(Items from a data source)
···

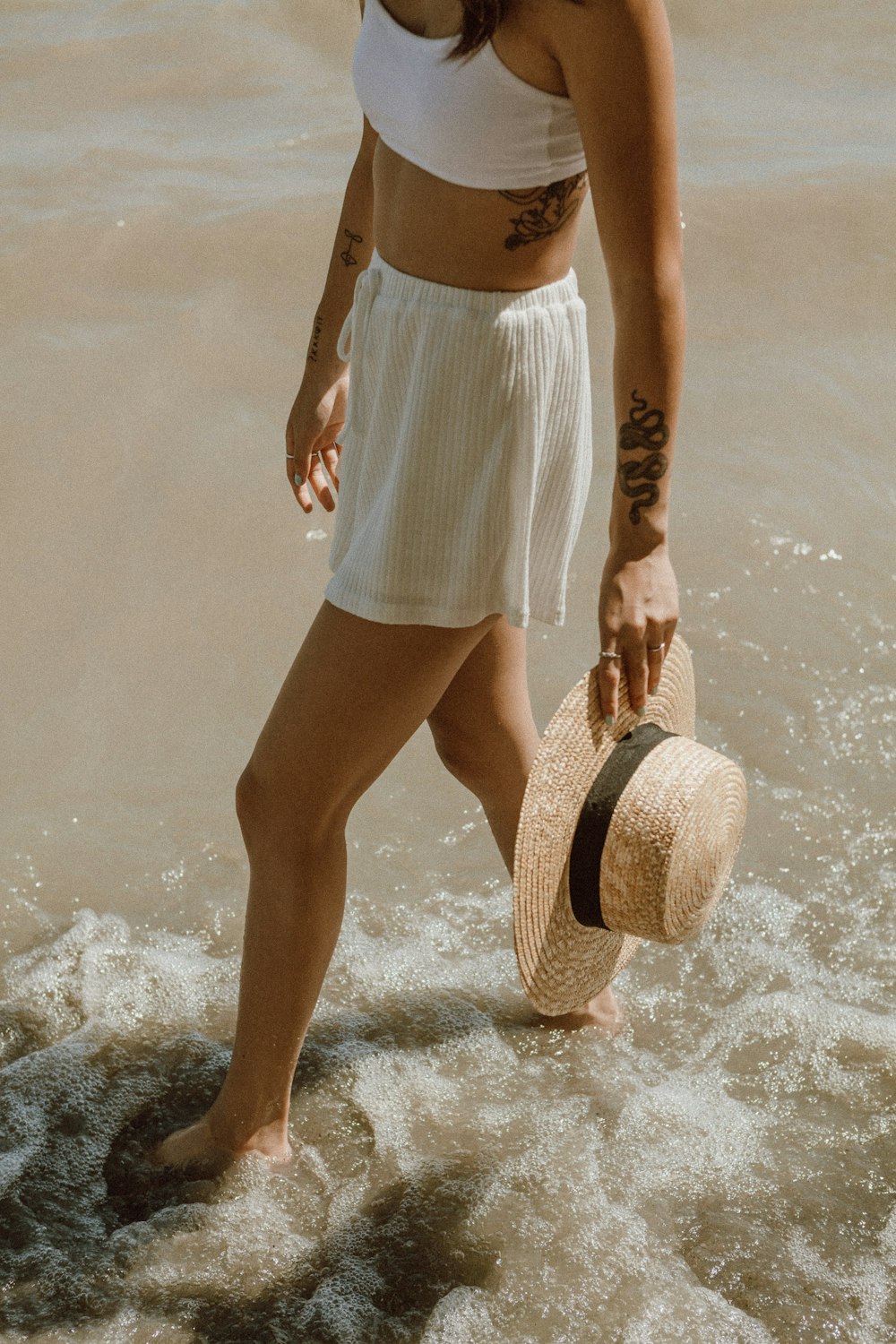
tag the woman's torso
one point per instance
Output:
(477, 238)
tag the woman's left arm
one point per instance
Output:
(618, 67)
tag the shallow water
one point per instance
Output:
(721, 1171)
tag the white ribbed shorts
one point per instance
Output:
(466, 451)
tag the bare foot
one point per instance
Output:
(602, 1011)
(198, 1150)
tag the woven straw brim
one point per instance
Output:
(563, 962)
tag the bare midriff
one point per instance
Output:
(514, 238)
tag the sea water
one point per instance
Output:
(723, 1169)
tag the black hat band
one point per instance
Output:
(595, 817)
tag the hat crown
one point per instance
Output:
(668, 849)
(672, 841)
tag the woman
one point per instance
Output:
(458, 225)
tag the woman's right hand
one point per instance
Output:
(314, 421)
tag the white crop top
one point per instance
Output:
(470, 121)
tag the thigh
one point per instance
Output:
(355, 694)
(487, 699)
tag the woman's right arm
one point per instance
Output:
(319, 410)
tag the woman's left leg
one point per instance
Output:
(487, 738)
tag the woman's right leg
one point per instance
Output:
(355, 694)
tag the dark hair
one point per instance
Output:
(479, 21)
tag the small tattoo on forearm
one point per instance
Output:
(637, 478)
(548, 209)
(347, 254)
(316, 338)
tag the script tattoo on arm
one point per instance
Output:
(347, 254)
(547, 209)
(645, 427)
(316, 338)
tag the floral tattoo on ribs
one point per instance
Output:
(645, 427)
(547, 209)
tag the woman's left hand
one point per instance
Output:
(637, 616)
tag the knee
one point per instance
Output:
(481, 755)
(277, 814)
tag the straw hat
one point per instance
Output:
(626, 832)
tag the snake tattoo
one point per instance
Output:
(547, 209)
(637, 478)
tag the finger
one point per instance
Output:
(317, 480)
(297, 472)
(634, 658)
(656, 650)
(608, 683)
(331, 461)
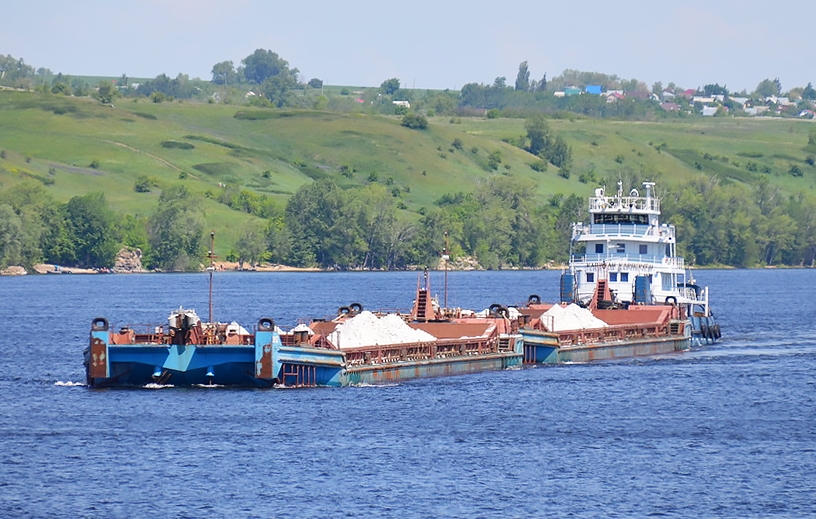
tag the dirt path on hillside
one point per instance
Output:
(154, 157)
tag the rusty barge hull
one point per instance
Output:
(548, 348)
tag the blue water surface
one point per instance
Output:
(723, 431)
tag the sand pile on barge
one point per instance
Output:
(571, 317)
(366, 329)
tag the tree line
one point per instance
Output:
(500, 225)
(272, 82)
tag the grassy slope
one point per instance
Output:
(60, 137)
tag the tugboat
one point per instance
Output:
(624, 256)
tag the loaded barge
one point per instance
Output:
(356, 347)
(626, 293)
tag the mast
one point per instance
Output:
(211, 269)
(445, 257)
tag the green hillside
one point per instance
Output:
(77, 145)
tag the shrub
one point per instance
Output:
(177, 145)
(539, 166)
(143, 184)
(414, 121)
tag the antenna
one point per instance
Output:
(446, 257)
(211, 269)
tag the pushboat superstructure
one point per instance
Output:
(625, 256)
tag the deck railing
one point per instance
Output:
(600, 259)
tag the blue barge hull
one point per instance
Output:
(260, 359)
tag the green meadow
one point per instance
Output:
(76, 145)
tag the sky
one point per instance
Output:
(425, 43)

···

-- Task to carry out --
Copy every line from the records that holds the string "straw".

-- Solution below --
tag the woven straw brim
tag the straw hat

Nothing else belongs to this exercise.